> [PROBLEM DETAILS] Your task is to reproduce exactly the lines from the line with "One point goes on every instance of the red car" through the end of the records below.

** start **

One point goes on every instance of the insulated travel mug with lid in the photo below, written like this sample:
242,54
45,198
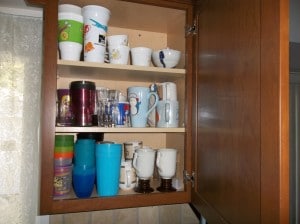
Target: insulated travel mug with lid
82,96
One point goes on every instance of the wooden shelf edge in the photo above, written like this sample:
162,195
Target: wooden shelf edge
118,130
120,67
104,203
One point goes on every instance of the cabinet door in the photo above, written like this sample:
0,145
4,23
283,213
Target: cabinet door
240,118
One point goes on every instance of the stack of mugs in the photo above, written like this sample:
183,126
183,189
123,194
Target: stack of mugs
63,154
118,49
127,174
167,107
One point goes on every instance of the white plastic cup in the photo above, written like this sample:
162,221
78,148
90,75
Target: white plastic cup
69,8
70,37
141,56
95,28
114,40
118,54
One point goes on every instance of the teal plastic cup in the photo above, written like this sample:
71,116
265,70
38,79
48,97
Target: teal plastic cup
84,153
108,165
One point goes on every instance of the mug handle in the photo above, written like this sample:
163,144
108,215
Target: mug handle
134,161
167,112
158,160
155,103
128,178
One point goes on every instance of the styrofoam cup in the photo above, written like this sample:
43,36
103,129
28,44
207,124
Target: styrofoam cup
141,56
70,38
69,8
95,28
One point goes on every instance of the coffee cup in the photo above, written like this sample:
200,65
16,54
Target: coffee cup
127,176
138,98
141,56
167,114
167,91
143,162
118,54
129,149
115,40
166,162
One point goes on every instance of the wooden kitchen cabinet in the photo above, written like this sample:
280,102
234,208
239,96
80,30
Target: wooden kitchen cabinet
233,91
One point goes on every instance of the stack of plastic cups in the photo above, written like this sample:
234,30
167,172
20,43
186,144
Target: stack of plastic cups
84,171
63,154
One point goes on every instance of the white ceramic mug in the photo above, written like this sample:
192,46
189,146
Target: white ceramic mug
127,176
141,56
167,91
166,162
143,162
167,114
116,40
118,54
139,98
129,149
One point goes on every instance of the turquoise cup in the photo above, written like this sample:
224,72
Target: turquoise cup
84,152
108,164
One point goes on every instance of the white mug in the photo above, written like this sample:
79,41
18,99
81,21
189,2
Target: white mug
127,176
115,40
166,162
139,98
118,54
167,114
129,149
167,91
141,56
143,162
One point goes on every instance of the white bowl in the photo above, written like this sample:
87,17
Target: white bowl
166,58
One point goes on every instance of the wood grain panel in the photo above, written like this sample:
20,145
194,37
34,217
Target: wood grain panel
228,109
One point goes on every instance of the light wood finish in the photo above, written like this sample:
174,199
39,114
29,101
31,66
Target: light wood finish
58,74
235,113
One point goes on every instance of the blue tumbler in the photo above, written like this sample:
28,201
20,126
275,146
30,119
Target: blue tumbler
83,180
108,165
84,152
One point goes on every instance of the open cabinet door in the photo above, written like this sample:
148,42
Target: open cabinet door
240,132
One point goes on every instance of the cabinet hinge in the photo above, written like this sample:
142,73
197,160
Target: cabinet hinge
191,29
187,177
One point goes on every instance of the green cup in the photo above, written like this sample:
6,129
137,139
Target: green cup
70,35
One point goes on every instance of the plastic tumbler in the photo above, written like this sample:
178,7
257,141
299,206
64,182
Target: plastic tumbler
84,152
63,150
62,180
83,180
108,163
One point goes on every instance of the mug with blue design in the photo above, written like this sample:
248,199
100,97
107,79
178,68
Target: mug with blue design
95,20
139,98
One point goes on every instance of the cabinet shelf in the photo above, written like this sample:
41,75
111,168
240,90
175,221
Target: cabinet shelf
118,130
105,71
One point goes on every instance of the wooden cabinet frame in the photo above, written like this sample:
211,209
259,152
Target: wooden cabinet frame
273,176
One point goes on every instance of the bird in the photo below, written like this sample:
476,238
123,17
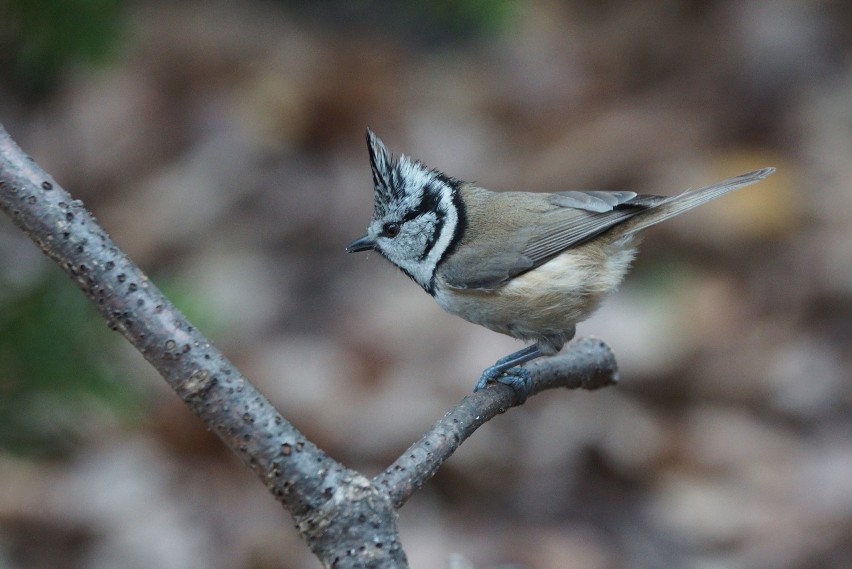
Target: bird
525,264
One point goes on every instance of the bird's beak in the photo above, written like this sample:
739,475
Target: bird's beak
364,243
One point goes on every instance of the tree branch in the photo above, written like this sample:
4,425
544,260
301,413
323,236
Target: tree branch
346,519
588,363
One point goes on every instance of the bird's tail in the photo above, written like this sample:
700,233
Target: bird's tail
689,199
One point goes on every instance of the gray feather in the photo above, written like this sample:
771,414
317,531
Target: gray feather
594,201
564,220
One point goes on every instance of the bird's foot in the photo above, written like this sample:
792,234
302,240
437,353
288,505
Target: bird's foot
518,378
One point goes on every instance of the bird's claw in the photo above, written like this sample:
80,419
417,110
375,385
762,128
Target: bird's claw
518,378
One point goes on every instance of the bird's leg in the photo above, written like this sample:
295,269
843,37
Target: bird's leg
507,372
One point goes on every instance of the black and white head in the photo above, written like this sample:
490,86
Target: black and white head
417,214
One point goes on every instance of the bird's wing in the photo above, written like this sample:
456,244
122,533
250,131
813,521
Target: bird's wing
571,218
581,215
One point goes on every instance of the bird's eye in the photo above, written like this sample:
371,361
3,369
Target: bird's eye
390,229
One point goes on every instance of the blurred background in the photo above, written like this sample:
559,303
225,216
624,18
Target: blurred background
222,146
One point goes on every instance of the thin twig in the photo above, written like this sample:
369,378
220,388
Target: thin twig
587,363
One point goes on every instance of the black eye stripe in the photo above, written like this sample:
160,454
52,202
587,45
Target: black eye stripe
436,233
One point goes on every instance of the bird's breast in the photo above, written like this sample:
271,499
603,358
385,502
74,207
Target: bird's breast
546,301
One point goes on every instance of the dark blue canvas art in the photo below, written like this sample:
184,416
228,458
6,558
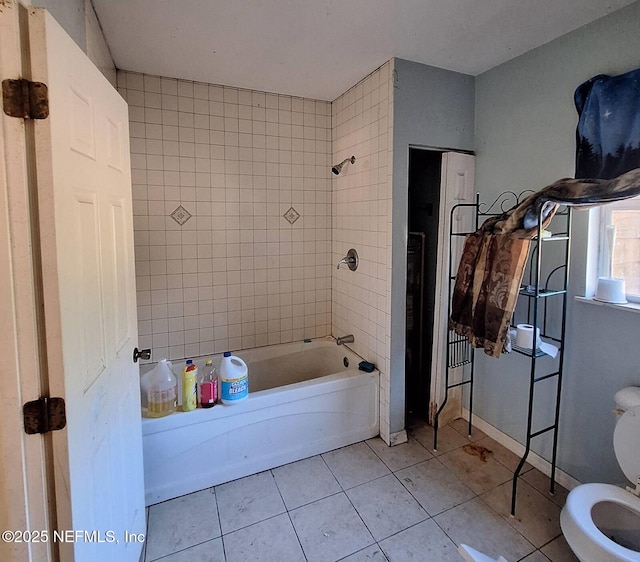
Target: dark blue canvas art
608,134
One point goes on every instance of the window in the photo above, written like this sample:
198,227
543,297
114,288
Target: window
625,216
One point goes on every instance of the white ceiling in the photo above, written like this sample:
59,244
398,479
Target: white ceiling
320,48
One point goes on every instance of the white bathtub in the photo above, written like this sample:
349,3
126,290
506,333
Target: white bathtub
302,401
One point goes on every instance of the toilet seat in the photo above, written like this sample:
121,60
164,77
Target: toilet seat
576,518
626,443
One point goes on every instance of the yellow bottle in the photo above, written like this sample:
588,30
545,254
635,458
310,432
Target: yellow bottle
189,378
160,389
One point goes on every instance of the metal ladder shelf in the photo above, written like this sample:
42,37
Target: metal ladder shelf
459,352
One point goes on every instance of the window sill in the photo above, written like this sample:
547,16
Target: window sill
630,306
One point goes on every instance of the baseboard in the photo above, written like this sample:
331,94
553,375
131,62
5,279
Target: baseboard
535,460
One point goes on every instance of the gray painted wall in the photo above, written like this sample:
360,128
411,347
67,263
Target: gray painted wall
525,139
432,107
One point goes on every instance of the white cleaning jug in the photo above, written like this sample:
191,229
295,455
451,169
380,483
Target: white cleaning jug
160,388
234,379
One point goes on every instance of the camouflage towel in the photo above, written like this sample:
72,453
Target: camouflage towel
494,257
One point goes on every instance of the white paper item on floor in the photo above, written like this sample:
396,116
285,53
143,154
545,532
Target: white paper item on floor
473,555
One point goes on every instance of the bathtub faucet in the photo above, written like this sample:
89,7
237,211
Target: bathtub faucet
345,339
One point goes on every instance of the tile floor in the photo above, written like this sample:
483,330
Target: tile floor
369,502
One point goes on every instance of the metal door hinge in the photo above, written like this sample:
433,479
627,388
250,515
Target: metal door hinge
44,414
25,99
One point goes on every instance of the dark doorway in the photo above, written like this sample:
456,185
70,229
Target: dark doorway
424,200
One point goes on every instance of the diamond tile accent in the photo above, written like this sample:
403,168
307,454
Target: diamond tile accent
291,215
180,215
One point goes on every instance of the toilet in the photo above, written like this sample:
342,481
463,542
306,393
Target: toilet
601,522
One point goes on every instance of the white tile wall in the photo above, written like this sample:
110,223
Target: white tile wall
237,274
361,219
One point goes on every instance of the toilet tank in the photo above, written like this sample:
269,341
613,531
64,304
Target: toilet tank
627,398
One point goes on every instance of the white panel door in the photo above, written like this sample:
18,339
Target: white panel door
84,198
457,186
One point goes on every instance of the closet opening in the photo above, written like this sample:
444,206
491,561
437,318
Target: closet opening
425,169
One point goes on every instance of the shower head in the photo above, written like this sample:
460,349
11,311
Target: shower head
338,167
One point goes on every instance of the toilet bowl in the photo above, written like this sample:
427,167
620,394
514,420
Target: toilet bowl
601,522
473,555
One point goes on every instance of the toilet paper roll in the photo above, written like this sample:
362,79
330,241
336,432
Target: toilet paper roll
525,338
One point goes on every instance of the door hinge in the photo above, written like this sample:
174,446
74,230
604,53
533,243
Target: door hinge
44,414
25,99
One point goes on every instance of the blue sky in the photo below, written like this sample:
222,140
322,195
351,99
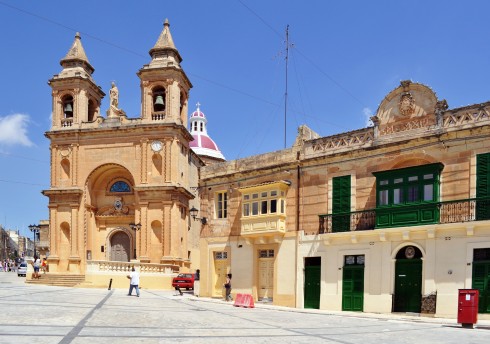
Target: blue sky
346,56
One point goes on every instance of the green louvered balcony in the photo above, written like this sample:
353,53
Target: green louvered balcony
467,210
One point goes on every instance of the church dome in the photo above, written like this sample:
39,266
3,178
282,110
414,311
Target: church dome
203,145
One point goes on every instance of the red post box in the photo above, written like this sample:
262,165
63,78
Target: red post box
467,307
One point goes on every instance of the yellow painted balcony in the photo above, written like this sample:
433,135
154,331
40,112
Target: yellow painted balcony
263,225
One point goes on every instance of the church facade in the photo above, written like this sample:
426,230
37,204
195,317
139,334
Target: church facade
389,218
121,188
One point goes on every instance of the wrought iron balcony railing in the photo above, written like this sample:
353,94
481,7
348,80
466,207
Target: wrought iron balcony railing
473,209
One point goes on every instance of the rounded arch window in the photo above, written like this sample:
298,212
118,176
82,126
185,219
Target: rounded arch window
120,186
409,252
158,99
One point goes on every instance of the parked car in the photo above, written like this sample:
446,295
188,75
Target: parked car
183,281
22,269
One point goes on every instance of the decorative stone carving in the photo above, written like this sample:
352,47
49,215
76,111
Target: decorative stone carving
118,208
406,106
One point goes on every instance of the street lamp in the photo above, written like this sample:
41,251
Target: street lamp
35,231
135,227
194,212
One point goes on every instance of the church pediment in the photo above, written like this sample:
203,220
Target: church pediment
118,208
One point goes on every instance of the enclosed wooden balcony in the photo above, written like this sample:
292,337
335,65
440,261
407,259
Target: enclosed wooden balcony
466,210
265,225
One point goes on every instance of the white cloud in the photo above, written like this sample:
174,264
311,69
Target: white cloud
13,130
367,117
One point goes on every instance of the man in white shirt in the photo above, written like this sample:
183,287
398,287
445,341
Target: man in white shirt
134,281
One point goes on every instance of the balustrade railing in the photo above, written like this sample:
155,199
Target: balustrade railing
158,116
474,209
67,122
103,266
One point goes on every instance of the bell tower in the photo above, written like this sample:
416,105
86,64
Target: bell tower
164,85
76,97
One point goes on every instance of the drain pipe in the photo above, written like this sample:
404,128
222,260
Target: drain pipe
298,189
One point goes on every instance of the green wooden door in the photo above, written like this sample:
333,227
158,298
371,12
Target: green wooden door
408,285
312,286
483,186
353,288
341,204
481,281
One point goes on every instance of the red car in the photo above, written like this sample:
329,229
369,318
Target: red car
183,281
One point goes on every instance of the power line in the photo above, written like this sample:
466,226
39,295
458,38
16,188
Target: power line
23,157
305,57
18,182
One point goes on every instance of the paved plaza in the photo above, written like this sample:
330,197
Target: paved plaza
42,314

** end **

> [REPLY]
One point goes on every instance of the red car in the photo above, written like this sample:
329,229
369,318
Target: red car
183,281
One point goes on every instance of the power line in the photo above, written like this sample:
466,226
39,295
458,38
16,188
Target: power line
23,157
305,57
18,182
One point goes on every instance of the paved plaza in the photo above, written like this sample:
330,197
Target: paved plaza
42,314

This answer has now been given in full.